• _Extract_:
##############################

Debugging Strategies

If frames are missing:

# Check if frame pointers are enabled
objdump -d ./stackwalk | grep "push.*rbp" | head -5
# Should see "push %rbp" at function start

# Check with GDB
gdb ./stackwalk -ex "break bar" -ex "run" -ex "bt" -ex "quit"

If symbols are ???:

# Check symbol table
nm ./stackwalk | grep " T "

# Check if built with -rdynamic
readelf -d ./stackwalk | grep SYMBOLIC

If it crashes:

# Run with address sanitizer
gcc -fsanitize=address -g ./stackwalk.c -o stackwalk -ldl -rdynamic
./stackwalk

# Check where it fails
gdb ./stackwalk -ex "run" -ex "bt"

8. Extensions & Challenges

Beginner Extensions

  • Add color-coded output (different colors for each frame)
  • Show frame sizes in human-readable format (e.g., “48 bytes”)
  • Add JSON output mode for use with other tools
  • Show time spent in each frame (requires sampling profiler approach)

Intermediate Extensions

  • Integrate addr2line for source file and line numbers
  • Support both 32-bit and 64-bit (via conditional compilation)
  • Add DWARF unwind support for optimized binaries
  • Show register values saved in each frame
  • Detect and report leaf functions (no prologue)

Advanced Extensions

  • Build a mini-profiler using stack sampling
  • Implement exception unwinding (like C++ throw)
  • Support for signal handler stacks
  • Compare with libunwind or libbacktrace
  • Add support for stripped binaries (no symbols)

##############################

• _Listed entries_:
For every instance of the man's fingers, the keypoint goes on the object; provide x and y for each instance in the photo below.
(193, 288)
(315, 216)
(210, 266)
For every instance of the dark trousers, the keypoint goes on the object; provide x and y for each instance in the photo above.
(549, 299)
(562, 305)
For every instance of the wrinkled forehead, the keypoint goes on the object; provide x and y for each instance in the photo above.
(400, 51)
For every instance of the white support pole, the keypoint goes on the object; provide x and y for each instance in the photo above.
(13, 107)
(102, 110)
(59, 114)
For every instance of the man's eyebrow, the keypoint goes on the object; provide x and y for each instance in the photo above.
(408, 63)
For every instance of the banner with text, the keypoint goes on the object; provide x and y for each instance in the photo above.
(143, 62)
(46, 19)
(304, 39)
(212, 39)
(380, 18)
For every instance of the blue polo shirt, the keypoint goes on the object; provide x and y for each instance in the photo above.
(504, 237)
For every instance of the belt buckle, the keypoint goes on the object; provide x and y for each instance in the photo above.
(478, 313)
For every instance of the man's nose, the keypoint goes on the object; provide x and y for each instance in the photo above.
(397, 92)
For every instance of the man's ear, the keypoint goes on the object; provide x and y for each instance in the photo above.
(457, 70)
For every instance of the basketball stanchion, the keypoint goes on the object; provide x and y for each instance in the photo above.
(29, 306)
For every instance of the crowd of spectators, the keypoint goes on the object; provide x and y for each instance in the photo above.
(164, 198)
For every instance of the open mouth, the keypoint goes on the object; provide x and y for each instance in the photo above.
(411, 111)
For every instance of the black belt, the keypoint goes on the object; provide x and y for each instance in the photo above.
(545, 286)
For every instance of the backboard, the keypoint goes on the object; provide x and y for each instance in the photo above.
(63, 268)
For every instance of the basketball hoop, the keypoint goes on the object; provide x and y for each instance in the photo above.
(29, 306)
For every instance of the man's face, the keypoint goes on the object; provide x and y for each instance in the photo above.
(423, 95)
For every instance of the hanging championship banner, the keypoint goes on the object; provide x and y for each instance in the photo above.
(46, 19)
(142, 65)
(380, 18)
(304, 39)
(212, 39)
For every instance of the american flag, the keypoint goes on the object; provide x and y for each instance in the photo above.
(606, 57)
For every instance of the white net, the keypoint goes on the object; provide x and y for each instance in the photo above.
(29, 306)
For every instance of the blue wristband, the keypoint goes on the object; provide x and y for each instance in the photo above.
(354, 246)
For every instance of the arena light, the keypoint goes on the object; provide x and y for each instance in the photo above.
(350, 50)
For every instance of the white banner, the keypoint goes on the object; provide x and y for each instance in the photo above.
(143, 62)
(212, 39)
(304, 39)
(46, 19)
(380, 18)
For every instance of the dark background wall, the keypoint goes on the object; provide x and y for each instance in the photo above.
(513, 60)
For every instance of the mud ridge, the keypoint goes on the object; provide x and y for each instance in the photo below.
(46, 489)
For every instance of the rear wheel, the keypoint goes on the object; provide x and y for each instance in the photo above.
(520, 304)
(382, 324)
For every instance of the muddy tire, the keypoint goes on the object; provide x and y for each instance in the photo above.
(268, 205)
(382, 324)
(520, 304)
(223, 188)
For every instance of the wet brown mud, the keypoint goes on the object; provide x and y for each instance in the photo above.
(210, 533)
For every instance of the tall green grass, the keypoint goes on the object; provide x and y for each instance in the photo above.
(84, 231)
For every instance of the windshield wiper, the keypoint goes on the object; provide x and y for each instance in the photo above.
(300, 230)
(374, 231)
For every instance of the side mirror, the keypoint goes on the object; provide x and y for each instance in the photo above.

##############################

Write the next part of the stack-walking guide, picking up right after its last item on stripped binaries.

  • Detect stack corruption and buffer overflows

9. Real-World Connections

How Production Tools Do This

GDB:

  • Uses DWARF .debug_frame or .eh_frame sections
  • Falls back to frame pointer chain if available
  • Supports “pseudo-frame pointers” for optimized code

Valgrind:

  • Instruments every function entry/exit
  • Maintains shadow stack for accurate traces
  • Doesn’t rely on frame pointers

Linux Kernel (perf):

  • Uses frame pointers when available (kernel built with them)
  • Or LBR (Last Branch Record) hardware feature
  • Or DWARF unwinding for userspace

Crash Reporting (like Crashpad):

  • Captures register state at crash time
  • Uses platform-specific unwinders
  • Symbols resolved server-side from debug packages
  • libunwind: Portable stack unwinding library
  • libbacktrace: Ian Lance Taylor’s backtrace library (used in GCC)
  • elfutils: DWARF unwinding support
  • simpleperf: Android’s profiler with stack sampling

10. Resources

Essential Reading

  • CS:APP Chapter 3.7: “Procedures” - Complete coverage of calling conventions
  • System V AMD64 ABI: Official x86-64 calling convention specification
  • GDB Internals: Stack frame handling documentation

Online Resources

Tools

  • gdb / lldb - Reference implementations of stack walking
  • objdump -d - Disassemble to see prologues/epilogues
  • readelf -wF - Show .eh_frame (unwind info)
  • addr2line - Convert addresses to source lines

11. Self-Assessment Checklist

Understanding

  • I can draw a stack frame showing RBP, return address, locals
  • I know the difference between RSP and RBP
  • I understand why frame pointers form a linked list
  • I can explain the function prologue and epilogue
  • I know why -fomit-frame-pointer breaks stack walking
  • I understand System V AMD64 ABI register passing order

Implementation

  • My tool walks frames correctly for a known call chain
  • Symbol resolution works (function names appear)
  • Invalid addresses don’t cause crashes
  • Output matches GDB’s bt command
  • Code handles edge cases (NULL frame pointer, max depth)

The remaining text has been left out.